**Description of the task:**
Return verbatim the line containing "box: [350, 92, 391, 130]" together with all lines that follow it in the records, and no other material.

**Data in this exercise:**
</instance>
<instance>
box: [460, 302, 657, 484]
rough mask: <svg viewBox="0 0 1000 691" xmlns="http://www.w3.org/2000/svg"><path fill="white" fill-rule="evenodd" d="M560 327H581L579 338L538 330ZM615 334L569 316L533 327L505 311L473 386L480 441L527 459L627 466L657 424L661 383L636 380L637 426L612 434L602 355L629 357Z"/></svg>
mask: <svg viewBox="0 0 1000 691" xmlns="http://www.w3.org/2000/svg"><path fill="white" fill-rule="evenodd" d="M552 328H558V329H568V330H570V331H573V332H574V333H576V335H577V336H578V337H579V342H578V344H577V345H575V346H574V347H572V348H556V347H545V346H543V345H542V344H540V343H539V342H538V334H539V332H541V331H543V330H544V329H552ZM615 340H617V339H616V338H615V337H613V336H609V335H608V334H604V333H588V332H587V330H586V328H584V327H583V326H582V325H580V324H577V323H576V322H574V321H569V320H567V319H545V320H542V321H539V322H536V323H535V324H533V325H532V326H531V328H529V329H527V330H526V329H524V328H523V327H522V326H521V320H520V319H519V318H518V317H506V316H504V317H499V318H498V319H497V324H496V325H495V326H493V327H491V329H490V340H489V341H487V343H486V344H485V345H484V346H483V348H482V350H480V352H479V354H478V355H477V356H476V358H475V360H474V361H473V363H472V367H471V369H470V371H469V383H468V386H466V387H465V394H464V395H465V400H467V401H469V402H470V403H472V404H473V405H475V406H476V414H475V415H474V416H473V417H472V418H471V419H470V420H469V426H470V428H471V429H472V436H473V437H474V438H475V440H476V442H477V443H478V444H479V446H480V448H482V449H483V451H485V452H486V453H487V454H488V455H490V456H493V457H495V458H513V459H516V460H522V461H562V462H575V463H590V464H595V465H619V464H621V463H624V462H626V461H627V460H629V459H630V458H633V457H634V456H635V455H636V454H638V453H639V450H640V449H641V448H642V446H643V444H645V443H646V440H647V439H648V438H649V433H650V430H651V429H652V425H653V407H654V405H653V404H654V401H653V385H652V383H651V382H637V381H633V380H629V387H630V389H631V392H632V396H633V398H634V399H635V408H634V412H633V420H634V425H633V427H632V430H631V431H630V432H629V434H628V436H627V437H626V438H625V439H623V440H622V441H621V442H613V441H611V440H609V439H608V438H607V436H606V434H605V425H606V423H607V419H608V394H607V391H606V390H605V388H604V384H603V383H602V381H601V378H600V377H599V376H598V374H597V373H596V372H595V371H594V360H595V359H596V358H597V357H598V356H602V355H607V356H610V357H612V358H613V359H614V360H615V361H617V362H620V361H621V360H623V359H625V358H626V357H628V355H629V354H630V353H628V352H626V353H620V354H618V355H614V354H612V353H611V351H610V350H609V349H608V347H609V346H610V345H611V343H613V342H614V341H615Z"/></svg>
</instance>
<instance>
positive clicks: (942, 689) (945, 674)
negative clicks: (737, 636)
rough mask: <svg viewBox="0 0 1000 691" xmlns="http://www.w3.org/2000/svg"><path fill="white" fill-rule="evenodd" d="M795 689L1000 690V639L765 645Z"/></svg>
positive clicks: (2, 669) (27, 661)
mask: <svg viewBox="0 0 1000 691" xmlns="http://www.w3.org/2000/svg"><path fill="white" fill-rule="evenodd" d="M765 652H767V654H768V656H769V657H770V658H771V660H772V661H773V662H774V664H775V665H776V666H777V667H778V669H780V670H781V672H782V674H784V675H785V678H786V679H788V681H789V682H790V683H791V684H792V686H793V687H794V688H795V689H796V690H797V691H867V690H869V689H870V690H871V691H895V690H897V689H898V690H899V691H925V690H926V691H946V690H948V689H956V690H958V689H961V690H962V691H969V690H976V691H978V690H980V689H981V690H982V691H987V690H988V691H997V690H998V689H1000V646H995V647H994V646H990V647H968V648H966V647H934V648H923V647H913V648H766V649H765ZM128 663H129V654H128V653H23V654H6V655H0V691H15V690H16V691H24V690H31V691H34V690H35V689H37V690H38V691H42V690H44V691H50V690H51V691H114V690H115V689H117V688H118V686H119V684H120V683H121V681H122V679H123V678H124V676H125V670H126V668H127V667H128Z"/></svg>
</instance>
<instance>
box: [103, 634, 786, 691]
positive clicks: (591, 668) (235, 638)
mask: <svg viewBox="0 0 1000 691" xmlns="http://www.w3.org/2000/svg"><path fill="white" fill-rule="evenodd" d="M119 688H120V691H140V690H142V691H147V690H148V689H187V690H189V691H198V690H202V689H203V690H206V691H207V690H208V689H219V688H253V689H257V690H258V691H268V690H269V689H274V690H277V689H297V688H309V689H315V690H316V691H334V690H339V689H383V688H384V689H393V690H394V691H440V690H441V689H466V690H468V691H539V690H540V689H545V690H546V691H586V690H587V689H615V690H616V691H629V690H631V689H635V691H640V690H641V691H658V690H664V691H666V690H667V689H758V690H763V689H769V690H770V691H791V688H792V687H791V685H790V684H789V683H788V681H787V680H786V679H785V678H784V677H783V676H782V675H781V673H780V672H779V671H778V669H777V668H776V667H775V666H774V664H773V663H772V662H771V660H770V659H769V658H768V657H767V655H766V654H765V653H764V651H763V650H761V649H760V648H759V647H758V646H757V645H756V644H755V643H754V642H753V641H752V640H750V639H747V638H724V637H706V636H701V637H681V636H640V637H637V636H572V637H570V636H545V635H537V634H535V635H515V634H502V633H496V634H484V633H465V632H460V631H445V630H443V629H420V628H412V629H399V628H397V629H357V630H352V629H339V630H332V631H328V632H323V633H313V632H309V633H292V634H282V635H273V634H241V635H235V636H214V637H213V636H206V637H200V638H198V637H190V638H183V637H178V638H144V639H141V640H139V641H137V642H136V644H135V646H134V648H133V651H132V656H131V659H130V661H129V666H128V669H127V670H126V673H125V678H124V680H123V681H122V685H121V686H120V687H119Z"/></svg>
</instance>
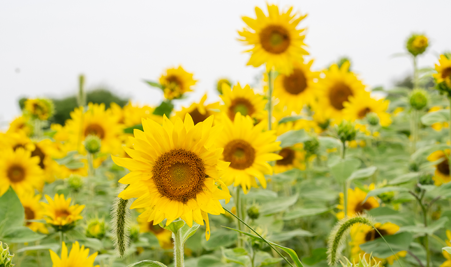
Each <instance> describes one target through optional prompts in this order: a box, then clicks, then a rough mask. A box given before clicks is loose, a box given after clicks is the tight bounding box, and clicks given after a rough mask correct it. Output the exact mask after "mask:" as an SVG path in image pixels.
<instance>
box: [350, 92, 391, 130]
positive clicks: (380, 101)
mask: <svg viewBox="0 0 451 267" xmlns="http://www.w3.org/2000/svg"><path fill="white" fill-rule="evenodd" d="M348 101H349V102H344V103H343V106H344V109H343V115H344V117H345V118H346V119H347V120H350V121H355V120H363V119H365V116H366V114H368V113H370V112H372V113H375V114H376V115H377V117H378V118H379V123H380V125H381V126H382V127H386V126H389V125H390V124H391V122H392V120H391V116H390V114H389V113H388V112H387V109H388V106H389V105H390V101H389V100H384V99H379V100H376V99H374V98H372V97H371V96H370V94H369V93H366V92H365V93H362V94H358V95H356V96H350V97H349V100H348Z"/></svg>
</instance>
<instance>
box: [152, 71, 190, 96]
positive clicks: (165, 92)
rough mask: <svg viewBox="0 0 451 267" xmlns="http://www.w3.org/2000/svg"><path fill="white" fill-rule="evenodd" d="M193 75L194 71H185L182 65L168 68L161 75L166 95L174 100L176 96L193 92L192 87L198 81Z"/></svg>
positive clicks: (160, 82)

**Response area:**
box: [350, 92, 391, 130]
positive clicks: (380, 101)
mask: <svg viewBox="0 0 451 267" xmlns="http://www.w3.org/2000/svg"><path fill="white" fill-rule="evenodd" d="M348 101H349V102H344V103H343V106H344V109H343V115H344V117H345V118H346V119H347V120H350V121H355V120H363V119H365V116H366V114H368V113H370V112H372V113H375V114H376V115H377V117H378V118H379V123H380V125H381V126H382V127H386V126H389V125H390V124H391V122H392V120H391V116H390V114H389V113H388V112H387V109H388V106H389V105H390V101H389V100H384V99H379V100H376V99H374V98H372V97H371V96H370V94H369V93H366V92H365V93H362V94H358V95H356V96H350V97H349V100H348Z"/></svg>
</instance>
<instance>
box: [152, 71, 190, 96]
positive clicks: (165, 92)
rough mask: <svg viewBox="0 0 451 267" xmlns="http://www.w3.org/2000/svg"><path fill="white" fill-rule="evenodd" d="M193 75L194 71H185L182 65L168 68L161 75L166 95L174 100L176 96L193 92L192 87L198 81Z"/></svg>
positive clicks: (160, 82)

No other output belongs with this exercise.